(Dataset records)
++++++++++
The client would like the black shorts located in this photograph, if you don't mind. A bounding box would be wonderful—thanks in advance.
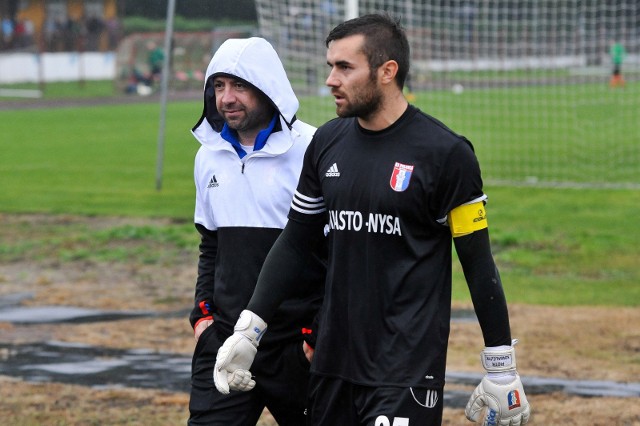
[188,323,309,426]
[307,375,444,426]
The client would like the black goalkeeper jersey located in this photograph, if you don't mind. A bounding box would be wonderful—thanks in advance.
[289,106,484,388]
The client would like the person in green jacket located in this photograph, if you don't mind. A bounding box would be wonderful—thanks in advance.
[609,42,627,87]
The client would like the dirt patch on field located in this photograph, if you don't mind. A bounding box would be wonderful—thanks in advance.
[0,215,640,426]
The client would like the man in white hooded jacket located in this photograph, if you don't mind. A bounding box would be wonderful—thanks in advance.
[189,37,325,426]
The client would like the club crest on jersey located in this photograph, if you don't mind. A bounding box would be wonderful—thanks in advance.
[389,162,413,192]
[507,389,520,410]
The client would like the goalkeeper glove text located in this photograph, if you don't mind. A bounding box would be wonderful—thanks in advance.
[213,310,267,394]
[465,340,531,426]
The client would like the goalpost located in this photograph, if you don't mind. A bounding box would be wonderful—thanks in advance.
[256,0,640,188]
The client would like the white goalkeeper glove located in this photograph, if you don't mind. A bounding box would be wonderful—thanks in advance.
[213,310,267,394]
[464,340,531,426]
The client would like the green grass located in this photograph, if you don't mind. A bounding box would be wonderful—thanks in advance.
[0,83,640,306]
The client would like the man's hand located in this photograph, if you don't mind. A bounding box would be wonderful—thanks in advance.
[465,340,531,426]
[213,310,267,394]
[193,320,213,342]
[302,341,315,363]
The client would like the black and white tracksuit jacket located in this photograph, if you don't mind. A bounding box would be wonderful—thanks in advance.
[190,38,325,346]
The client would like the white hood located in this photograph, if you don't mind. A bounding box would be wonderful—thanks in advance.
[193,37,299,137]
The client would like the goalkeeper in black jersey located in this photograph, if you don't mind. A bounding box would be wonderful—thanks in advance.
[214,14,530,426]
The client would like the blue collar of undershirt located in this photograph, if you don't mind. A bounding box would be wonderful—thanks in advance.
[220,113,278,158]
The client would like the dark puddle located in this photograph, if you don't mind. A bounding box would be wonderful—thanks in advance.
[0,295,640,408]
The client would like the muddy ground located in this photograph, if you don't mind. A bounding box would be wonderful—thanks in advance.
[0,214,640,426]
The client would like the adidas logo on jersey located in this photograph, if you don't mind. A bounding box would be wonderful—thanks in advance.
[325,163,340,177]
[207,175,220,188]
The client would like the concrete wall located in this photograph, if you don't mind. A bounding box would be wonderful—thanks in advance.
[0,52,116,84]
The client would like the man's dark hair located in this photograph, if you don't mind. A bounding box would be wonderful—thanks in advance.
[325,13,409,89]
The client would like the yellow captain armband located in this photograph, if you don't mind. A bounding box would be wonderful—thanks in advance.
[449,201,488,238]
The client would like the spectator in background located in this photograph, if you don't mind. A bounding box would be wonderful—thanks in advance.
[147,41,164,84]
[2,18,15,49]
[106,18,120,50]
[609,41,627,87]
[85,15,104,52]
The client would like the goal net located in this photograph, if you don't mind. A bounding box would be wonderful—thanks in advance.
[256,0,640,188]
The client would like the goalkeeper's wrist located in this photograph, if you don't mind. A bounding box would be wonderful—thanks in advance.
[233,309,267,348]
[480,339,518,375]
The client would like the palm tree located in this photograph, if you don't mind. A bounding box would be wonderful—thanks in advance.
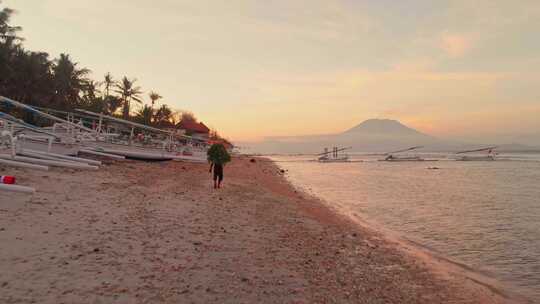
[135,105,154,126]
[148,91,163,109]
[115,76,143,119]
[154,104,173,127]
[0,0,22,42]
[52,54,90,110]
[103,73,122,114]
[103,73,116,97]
++++++++++
» **Goal**
Scale the entries from the line with "The client would like the black and" to the line with "[85,15,104,52]" by giving those lines again with the text lines unchanged and every bounding-box coordinate multiplied by 0.55, rounded to whole numbers with halves going up.

» **Full response**
The client would like the black and white tracksuit jacket located in this photograph, if you don't mind. A bounding box would be wonderful—thanks in advance.
[105,21,179,190]
The client would like the white hood located in this photograph, if you don't mind. A bounding box would be wonderful—thanks in advance.
[106,20,164,75]
The client would like the goalkeeper in black jersey located in this photograph, if you don't mind. A bounding box would be wonderful—thanks in advance.
[118,8,292,234]
The client would like the blue collar of undershirt located in this photograph, if you don't mind. A bounding box would be wonderful—thanks in advance.
[121,62,153,87]
The client would like the dark puddle located in this photograph, if you don't mind. A bounding box would be wonderful—thanks in advance.
[0,162,352,224]
The client would like the muddy ground located in this photograph, if you don't mind. A bounding box would be wonderful—thanks in advance.
[0,118,352,234]
The client would like the adidas logo on jersey located in this photograph, if you don't mind. A bounding box would be wonderful—thanks in advance.
[179,90,187,97]
[114,96,121,103]
The client would like the concrete wall located in this photograph, if you don't mind. A bounding box would be wonderful—thanks in advance.
[0,29,64,46]
The client would like the man's dark hair located in this photograph, if you don't mind. A bounding box would be wonderful—thanks in advance.
[179,7,225,49]
The client would like the yellow captain armband located in this photograph, if you don't mind. A bounding box would be wonderful—thanks in advance.
[247,111,268,131]
The client would like the spectator in background located in this photograph, if you don't mind. A bounding box would be wonderful—thanks in advance.
[81,23,90,46]
[1,10,8,27]
[58,10,66,28]
[335,23,345,48]
[47,8,57,29]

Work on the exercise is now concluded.